§ **TASK**: Begin with the first line of the entries below and reproduce each line exactly, ending with the line that holds "# test: mark the taillight, one".

§ **SUPPLIED MATERIAL**:
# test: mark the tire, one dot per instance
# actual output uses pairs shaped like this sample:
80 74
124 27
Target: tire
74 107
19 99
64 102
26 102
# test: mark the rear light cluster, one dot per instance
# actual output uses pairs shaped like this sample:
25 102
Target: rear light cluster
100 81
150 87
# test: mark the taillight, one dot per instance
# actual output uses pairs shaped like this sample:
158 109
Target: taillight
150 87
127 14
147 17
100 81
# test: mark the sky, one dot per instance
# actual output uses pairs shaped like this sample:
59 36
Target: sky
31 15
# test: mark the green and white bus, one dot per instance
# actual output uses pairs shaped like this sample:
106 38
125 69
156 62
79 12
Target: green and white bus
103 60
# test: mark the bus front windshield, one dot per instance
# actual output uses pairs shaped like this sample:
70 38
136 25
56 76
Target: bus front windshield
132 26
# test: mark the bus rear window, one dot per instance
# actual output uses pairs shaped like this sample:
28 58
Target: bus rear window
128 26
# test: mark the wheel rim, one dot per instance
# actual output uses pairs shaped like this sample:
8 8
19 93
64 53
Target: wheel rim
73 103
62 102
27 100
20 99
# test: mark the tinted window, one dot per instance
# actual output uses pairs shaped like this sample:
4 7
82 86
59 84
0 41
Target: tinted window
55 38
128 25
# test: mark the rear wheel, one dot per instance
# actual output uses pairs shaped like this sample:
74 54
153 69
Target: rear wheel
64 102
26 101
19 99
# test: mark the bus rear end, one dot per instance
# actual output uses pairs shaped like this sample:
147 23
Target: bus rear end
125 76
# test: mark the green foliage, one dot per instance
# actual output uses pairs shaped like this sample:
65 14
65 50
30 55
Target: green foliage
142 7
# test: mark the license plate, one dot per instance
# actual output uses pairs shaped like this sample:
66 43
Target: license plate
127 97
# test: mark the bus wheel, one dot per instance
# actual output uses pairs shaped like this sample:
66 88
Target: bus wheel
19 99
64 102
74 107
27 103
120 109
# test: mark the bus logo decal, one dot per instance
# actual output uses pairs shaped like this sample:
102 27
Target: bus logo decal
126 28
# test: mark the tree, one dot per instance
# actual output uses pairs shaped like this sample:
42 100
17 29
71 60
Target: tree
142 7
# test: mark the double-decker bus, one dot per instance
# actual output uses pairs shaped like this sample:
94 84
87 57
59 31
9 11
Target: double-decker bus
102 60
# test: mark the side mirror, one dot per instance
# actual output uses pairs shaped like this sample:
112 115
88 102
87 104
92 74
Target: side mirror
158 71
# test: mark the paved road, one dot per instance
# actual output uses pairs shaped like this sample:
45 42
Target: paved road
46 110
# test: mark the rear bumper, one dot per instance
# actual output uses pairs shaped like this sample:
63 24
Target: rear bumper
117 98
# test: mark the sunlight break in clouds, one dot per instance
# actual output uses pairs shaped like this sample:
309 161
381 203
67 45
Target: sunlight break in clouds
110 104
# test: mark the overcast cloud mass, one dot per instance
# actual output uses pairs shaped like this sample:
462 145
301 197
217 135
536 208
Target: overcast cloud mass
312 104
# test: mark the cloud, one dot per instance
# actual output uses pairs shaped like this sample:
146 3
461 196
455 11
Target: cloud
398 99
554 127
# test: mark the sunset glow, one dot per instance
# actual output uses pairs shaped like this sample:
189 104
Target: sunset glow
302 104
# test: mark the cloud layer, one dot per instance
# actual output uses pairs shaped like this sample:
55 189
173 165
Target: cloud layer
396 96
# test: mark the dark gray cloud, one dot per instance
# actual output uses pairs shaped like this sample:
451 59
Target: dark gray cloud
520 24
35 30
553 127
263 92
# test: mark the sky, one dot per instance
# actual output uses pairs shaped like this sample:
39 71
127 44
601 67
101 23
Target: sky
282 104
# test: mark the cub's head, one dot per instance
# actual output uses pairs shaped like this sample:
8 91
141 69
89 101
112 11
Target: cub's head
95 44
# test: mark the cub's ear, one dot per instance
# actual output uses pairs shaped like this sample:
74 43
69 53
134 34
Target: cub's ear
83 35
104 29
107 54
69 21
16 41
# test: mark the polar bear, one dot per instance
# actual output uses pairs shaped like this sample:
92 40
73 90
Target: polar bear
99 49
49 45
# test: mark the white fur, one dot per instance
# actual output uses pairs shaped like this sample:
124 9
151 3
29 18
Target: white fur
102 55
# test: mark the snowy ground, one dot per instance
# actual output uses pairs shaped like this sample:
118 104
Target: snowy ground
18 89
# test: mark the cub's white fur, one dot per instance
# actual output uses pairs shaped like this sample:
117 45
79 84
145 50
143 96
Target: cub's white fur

§ **EXERCISE ANSWER**:
# test: mark the tire, one dot per instance
# actual output uses pairs shaped like this sample:
80 74
124 27
Target: tire
74 107
19 99
64 102
26 102
# test: mark the rear light cluster, one dot per instance
# actual output uses pairs shaped like this sample:
25 102
Target: rear light cluster
100 81
150 87
# test: mark the taillight, one dot per instance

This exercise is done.